_DOCUMENT PASSAGE:_
========================

0

I have two table in SQL

tModel which has 9 columns (ID, Date N1, N2, N3, N4, N5, N6, Flag) and 300 million rows

tPairAP which has 3 columns (ID, N1, N2) and 750 rows

The task I need to to perform is to find if any rows on tModel for N1, N2, N3, N4, N5, N6 contain N1 and N2 from tPairAP

Despite the large table I first tried to run a query inside SQL using the following code

WITH Subquery AS (
        SELECT t1.ID
        FROM tModel t1
        RIGHT JOIN tPairAP t2 ON (
                (t1.N1 = t2.N1 OR t1.N2 = t2.N1 OR t1.N3 = t2.N1 OR t1.N4 = t2.N1 OR t1.N5 = t2.N1 OR t1.N6 = t2.N1)
                AND (t1.N1 = t2.N2 OR t1.N2 = t2.N2 OR t1.N3 = t2.N2 OR t1.N4 = t2.N2 OR t1.N5 = t2.N2 OR t1.N6 = t2.N2)
            )
        WHERE t1.N1 IS NOT NULL
    )

========================

_DATASET SECTION:_
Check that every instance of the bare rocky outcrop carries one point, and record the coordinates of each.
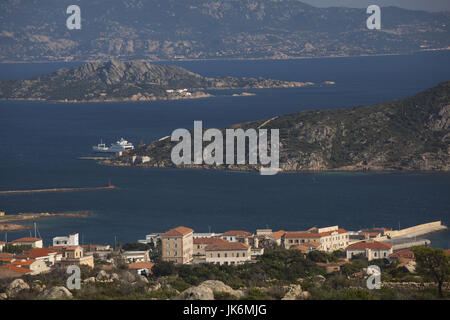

========================

_WORK INSTRUCTIONS:_
Answer these about the SQL question on matching number pairs:
(a) How many rows does tModel have?
(b) What kind of join does the query use to connect tModel and tPairAP?
(c) What condition does the query's WHERE clause apply?

_FULL RESPONSE:_
(a) 300 million
(b) A RIGHT JOIN
(c) t1.N1 IS NOT NULL